Copy all of the material word for word, except for the pictures.

— Dataset entries —
--------------------------------
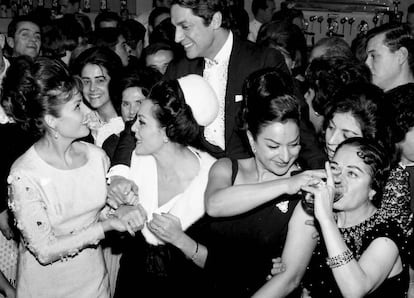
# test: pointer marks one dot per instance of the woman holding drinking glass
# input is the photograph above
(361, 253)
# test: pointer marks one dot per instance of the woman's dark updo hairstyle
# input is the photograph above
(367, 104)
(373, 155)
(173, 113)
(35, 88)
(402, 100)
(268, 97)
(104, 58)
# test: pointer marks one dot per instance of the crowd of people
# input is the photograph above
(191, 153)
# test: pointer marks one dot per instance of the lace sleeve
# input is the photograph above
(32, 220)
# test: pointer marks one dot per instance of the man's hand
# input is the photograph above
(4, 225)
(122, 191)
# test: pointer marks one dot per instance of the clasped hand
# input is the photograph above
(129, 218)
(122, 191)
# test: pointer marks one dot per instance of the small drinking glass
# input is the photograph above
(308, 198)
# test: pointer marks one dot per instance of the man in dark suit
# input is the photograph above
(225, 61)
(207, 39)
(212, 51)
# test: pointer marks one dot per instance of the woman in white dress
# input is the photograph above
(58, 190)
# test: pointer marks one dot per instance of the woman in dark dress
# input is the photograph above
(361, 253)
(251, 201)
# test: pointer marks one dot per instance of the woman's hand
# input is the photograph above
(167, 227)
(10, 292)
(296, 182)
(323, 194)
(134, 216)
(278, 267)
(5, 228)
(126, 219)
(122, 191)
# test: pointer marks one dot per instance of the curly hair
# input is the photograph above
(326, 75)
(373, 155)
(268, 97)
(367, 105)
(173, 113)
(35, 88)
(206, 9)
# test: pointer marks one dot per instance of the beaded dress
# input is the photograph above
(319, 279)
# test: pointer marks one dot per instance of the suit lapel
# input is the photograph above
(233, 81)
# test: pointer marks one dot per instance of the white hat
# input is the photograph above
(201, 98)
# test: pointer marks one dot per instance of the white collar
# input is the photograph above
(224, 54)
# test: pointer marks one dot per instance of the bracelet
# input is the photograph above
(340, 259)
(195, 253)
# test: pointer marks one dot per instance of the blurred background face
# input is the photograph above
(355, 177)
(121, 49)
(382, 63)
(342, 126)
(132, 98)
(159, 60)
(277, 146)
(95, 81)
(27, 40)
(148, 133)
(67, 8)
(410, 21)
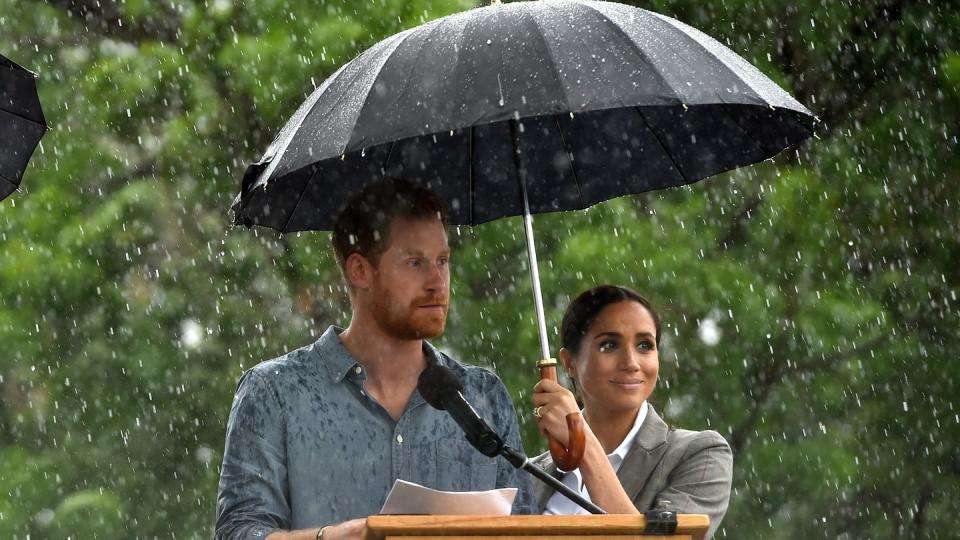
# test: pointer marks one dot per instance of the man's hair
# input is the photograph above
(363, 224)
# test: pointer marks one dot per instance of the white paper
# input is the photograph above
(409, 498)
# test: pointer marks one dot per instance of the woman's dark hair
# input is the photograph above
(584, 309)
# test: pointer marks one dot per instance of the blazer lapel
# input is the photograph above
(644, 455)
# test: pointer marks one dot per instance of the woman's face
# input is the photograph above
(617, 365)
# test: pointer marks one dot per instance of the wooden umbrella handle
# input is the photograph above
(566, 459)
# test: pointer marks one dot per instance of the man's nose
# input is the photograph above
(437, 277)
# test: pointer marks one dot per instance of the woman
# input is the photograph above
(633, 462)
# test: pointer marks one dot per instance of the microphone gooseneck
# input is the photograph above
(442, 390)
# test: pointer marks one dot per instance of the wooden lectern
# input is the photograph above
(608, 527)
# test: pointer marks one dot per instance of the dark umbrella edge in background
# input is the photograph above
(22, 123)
--------------------------------
— Result for this task —
# test: pointer marks one dot per instance of the woman holding drinking glass
# input is the photograph above
(361, 253)
# test: pointer marks one dot per instance of the woman's dark updo hairstyle
# input is the photograph above
(367, 104)
(373, 155)
(173, 113)
(35, 88)
(402, 100)
(268, 97)
(104, 58)
# test: pointer marks one dot per instance of the crowd of people
# input is the photograph above
(191, 153)
# test: pointer marks one dot per instance of the lace sleeve
# input is the photograph above
(32, 220)
# test: pointer marks one dot per instance of the man's hand
# input is the photograph above
(4, 225)
(122, 191)
# test: pointer marks one dot per instance of the clasped hand
# input is the photograph above
(129, 218)
(122, 191)
# test: pointer marks one dot per instance of the small drinking glass
# input is the photograph above
(308, 198)
# test: pointer marks one dot per instance of the man in dark suit
# input is the photograph above
(225, 61)
(207, 39)
(212, 51)
# test: pointer marks one dot per instance of the woman in white dress
# input is the photograph above
(58, 190)
# test: pointer marks one dot per instance of the woman in dark dress
# input is the photograph above
(361, 253)
(251, 201)
# test: pointer marks one dot per instance of the woman's hand
# input is the photograph above
(167, 227)
(10, 292)
(296, 182)
(323, 194)
(134, 216)
(278, 267)
(5, 228)
(126, 219)
(122, 191)
# test: pointer marks one dot per instance of the curly hair
# input is the photograph above
(326, 75)
(373, 155)
(268, 97)
(367, 105)
(173, 113)
(35, 88)
(206, 9)
# test: pointer marks one dot per instance of the beaded dress
# input is the photograph above
(319, 279)
# test: pointer marks one dot per instance of the suit lapel
# input is the photograph above
(233, 81)
# test: pointer marks one dot per instance of the white hat
# input is the photograph above
(201, 98)
# test: pointer marks one dot per instance of the white collar
# input is the photograph above
(224, 54)
# test: pointer marks one dot per instance of the bracelet
# input is the photograph above
(340, 259)
(195, 253)
# test: pointer marks one dot per instance of the blurred background face
# input is the photograph above
(355, 177)
(121, 49)
(382, 63)
(342, 126)
(132, 98)
(159, 60)
(277, 146)
(95, 81)
(27, 40)
(148, 133)
(67, 8)
(410, 21)
# test: pointer marks one dot per instance of the man's hair
# input is the photograph above
(363, 224)
# test: pointer marks one dot per instance of the white paper
# input is the photograph above
(409, 498)
# test: pointer marks one dot per instance of the woman's dark hair
# input is the photograph above
(584, 309)
# test: pointer marks one dot per instance of the blazer lapel
# input is the photograph above
(644, 455)
# test: pointer marks one dot per instance of the woman's face
# input is the photograph above
(617, 365)
# test: pointer marks one dot per instance of the wooden umbrella handle
# input is the photograph above
(566, 459)
# test: pointer marks one dot per instance of the man's nose
# input is the photograph above
(437, 277)
# test: pointer marks one dot per instance of the woman
# input is the photograph above
(633, 462)
# test: pointer marks one dot per instance of the microphone gooseneck
# input is the photograph above
(442, 390)
# test: pointer marks one dot per instance of the wooden lectern
# input is the photograph above
(608, 527)
# test: pointer marks one dot per instance of the dark umbrella edge in background
# input is the photograph above
(22, 123)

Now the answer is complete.